• Assignment:
From the line that contains "Task: Q: Indicate the sofa leg" to the last line of the records below, copy everything exactly, both ends included.
_____
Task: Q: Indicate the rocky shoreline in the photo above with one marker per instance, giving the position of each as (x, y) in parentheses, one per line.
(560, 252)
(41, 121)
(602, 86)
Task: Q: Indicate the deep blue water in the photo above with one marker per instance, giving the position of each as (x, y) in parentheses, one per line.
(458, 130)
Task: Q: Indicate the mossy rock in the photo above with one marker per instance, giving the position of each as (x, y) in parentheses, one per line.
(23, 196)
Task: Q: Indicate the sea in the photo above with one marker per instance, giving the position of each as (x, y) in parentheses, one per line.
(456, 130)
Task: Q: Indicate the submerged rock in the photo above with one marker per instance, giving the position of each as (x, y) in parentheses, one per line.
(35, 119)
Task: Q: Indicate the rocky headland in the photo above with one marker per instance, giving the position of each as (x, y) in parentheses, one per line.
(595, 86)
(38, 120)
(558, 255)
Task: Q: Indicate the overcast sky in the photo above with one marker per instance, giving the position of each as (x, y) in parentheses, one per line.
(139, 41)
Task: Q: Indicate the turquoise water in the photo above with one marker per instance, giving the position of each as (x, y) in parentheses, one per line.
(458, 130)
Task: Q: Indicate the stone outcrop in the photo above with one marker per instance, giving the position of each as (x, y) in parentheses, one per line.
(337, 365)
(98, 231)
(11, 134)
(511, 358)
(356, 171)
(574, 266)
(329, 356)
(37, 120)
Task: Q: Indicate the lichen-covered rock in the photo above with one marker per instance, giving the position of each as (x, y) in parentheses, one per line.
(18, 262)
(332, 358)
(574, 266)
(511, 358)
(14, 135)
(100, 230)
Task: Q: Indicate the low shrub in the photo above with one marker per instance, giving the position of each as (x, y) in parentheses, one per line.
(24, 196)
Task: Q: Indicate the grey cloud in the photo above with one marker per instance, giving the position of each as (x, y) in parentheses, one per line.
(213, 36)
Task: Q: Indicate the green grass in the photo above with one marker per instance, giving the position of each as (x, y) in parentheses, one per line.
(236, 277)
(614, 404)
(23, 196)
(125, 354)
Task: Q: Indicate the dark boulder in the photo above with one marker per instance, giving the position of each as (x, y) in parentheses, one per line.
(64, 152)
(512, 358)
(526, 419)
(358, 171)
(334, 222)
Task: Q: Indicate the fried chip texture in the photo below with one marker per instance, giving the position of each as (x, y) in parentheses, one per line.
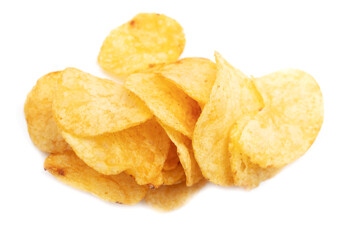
(145, 40)
(186, 155)
(172, 158)
(288, 124)
(71, 170)
(174, 176)
(233, 96)
(140, 151)
(86, 105)
(167, 198)
(41, 125)
(195, 76)
(169, 104)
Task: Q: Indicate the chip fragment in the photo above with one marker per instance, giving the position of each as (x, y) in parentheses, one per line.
(41, 125)
(86, 105)
(233, 96)
(147, 39)
(140, 151)
(195, 76)
(167, 198)
(68, 168)
(186, 155)
(169, 104)
(289, 122)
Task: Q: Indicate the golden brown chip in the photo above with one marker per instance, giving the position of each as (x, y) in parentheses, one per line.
(186, 155)
(140, 151)
(86, 105)
(147, 39)
(167, 198)
(233, 96)
(245, 173)
(41, 125)
(288, 124)
(172, 160)
(68, 168)
(168, 103)
(195, 76)
(174, 176)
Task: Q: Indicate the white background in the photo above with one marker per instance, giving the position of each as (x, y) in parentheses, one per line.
(310, 199)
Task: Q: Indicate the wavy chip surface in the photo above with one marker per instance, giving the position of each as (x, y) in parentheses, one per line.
(86, 105)
(147, 39)
(289, 122)
(195, 76)
(167, 198)
(140, 151)
(169, 104)
(41, 125)
(68, 168)
(233, 96)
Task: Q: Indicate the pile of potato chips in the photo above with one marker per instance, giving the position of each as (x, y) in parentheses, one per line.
(172, 123)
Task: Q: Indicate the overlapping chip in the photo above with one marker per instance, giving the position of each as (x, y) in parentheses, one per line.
(233, 96)
(169, 104)
(140, 151)
(86, 105)
(172, 123)
(41, 125)
(68, 168)
(147, 39)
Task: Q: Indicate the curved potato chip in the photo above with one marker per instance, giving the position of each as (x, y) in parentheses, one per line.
(168, 103)
(172, 160)
(186, 155)
(290, 121)
(41, 125)
(195, 76)
(245, 173)
(140, 151)
(233, 96)
(174, 176)
(167, 198)
(71, 170)
(86, 105)
(145, 40)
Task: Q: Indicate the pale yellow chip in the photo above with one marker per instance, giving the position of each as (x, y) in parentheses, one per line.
(68, 168)
(195, 76)
(140, 151)
(172, 160)
(41, 125)
(169, 104)
(186, 155)
(147, 39)
(173, 176)
(167, 198)
(290, 121)
(245, 173)
(86, 105)
(233, 95)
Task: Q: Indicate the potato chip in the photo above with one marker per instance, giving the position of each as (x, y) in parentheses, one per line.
(68, 168)
(174, 176)
(140, 151)
(195, 76)
(168, 103)
(145, 40)
(172, 160)
(41, 125)
(233, 96)
(86, 105)
(186, 155)
(245, 173)
(167, 198)
(288, 124)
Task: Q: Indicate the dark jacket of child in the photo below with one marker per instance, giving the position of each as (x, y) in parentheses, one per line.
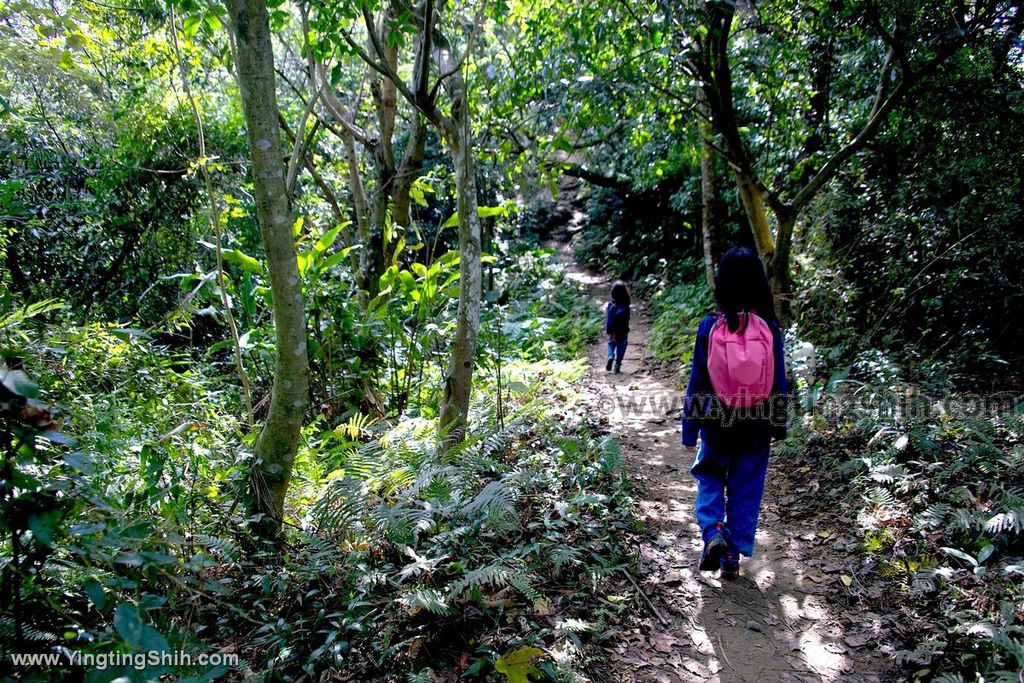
(616, 322)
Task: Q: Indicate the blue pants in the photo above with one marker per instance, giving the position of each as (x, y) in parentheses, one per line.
(616, 348)
(730, 483)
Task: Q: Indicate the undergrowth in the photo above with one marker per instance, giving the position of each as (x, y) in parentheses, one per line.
(937, 482)
(127, 532)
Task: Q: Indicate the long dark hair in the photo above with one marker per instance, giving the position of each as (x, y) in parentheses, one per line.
(742, 286)
(621, 293)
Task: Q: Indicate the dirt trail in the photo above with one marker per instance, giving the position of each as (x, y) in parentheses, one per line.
(772, 624)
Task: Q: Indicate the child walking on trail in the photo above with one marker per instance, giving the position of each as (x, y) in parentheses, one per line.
(616, 324)
(736, 403)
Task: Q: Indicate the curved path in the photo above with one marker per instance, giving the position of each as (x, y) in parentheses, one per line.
(772, 624)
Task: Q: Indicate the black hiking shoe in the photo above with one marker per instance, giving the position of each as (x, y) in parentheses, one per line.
(730, 566)
(715, 547)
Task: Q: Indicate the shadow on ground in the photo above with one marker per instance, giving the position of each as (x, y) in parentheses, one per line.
(773, 623)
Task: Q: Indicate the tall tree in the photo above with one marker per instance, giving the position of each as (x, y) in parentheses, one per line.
(916, 42)
(434, 49)
(279, 440)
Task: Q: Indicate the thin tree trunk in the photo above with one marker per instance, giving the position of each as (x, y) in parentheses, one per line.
(709, 186)
(279, 440)
(778, 268)
(459, 379)
(409, 170)
(754, 206)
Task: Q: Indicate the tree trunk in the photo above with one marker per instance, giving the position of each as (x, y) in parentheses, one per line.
(709, 186)
(778, 267)
(279, 440)
(409, 170)
(459, 379)
(754, 206)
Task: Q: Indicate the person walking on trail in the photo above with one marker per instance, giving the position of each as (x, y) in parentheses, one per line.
(616, 324)
(736, 403)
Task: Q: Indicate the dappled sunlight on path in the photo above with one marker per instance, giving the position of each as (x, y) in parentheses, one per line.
(772, 624)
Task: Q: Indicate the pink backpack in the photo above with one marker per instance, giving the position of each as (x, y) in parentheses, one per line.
(741, 364)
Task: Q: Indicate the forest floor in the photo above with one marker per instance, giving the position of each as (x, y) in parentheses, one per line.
(794, 614)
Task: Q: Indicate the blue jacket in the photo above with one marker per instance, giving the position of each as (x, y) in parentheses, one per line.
(700, 400)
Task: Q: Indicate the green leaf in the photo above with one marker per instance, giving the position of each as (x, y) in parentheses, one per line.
(488, 211)
(562, 142)
(247, 262)
(516, 666)
(328, 239)
(189, 26)
(961, 555)
(44, 525)
(97, 596)
(129, 624)
(17, 382)
(452, 221)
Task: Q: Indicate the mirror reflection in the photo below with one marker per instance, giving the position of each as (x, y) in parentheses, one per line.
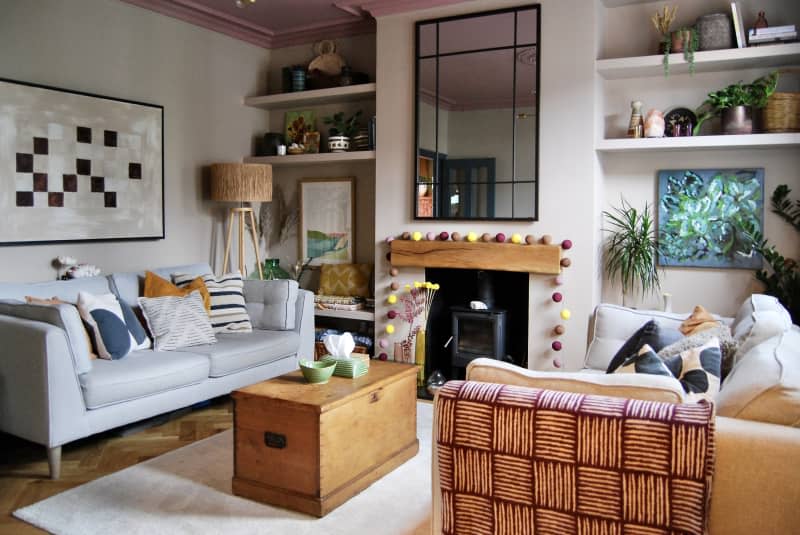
(477, 124)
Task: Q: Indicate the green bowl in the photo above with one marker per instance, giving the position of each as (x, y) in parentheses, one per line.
(317, 371)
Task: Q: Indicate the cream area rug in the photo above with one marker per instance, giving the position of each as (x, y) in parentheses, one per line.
(189, 491)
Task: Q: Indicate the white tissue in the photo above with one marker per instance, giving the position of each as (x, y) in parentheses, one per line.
(340, 346)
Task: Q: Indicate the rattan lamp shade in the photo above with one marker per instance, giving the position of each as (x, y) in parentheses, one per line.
(241, 182)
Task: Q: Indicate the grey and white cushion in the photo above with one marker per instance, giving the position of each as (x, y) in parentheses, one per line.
(177, 322)
(228, 311)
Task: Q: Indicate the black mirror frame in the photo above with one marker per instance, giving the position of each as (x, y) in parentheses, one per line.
(417, 58)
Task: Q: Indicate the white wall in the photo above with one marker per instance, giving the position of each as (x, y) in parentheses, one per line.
(566, 168)
(115, 49)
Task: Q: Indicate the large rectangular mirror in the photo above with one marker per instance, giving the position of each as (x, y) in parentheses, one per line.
(476, 154)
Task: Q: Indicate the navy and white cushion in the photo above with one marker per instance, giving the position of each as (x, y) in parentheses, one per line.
(115, 332)
(228, 311)
(177, 322)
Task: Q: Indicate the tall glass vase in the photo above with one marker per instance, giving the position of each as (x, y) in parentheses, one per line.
(419, 357)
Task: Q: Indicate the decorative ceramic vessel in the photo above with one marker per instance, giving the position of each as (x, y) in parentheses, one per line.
(338, 143)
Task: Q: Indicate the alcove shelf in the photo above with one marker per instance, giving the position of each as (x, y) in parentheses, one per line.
(706, 61)
(313, 97)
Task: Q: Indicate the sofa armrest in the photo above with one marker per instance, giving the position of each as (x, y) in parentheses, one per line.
(625, 385)
(756, 485)
(40, 396)
(304, 323)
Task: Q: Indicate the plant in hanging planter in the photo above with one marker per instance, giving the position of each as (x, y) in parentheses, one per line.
(735, 104)
(631, 250)
(341, 130)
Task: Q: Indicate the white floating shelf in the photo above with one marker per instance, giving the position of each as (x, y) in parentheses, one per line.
(312, 97)
(313, 159)
(365, 315)
(708, 61)
(752, 141)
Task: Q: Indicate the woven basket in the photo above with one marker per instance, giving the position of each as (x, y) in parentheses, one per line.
(782, 113)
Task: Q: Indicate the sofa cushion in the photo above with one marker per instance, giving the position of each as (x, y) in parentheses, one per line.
(142, 373)
(63, 316)
(271, 304)
(236, 352)
(228, 312)
(651, 334)
(177, 322)
(765, 384)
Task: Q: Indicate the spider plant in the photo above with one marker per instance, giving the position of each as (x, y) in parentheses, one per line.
(631, 249)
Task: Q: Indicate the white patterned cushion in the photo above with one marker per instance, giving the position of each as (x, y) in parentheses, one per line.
(177, 322)
(228, 311)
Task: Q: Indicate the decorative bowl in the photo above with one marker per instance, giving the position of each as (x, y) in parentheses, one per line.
(317, 371)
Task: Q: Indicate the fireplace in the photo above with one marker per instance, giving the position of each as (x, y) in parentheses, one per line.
(476, 333)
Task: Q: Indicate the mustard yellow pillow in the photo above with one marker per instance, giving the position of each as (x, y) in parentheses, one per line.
(345, 279)
(155, 286)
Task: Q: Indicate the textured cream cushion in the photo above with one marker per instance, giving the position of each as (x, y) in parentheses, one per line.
(765, 383)
(634, 386)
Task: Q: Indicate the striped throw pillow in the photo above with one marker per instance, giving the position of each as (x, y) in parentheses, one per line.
(228, 312)
(177, 322)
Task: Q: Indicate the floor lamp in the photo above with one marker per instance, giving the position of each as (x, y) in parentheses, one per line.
(241, 182)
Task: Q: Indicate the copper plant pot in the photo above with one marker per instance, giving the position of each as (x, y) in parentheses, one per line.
(737, 120)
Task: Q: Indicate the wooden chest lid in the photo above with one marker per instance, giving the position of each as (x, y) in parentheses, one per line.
(293, 389)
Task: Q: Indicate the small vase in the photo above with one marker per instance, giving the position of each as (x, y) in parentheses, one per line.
(419, 357)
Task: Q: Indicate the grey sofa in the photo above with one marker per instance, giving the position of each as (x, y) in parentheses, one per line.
(51, 394)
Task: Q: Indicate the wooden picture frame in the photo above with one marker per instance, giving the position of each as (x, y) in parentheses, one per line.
(78, 167)
(327, 220)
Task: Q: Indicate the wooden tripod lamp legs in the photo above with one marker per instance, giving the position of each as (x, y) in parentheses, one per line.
(242, 267)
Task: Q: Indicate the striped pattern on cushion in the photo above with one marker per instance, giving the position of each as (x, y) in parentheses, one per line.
(177, 322)
(228, 312)
(524, 460)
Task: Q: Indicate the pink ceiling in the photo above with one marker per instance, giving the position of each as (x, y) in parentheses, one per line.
(279, 23)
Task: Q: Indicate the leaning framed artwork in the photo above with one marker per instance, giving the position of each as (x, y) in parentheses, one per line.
(706, 217)
(327, 220)
(78, 167)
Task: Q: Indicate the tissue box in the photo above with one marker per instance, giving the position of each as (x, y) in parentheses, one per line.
(356, 366)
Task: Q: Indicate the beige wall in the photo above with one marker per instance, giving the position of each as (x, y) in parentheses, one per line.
(567, 167)
(115, 49)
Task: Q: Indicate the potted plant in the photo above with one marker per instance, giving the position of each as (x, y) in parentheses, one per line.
(735, 104)
(632, 250)
(341, 130)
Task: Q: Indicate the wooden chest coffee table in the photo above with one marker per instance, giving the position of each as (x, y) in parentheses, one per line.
(311, 447)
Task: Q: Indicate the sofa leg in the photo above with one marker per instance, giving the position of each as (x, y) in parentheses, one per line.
(54, 460)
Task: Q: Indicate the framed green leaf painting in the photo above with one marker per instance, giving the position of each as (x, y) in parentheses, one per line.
(706, 217)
_____
• Solved exercise:
Task: Q: Indicate the sofa leg in the photo above with one marker per instance, giving the position of each as (x, y) in parentheses, one per line.
(54, 460)
Task: Q: Indicate the framed green leaf painting in the photo above with one marker per instance, giving the position of each as (x, y) in parentheses, one per line.
(706, 217)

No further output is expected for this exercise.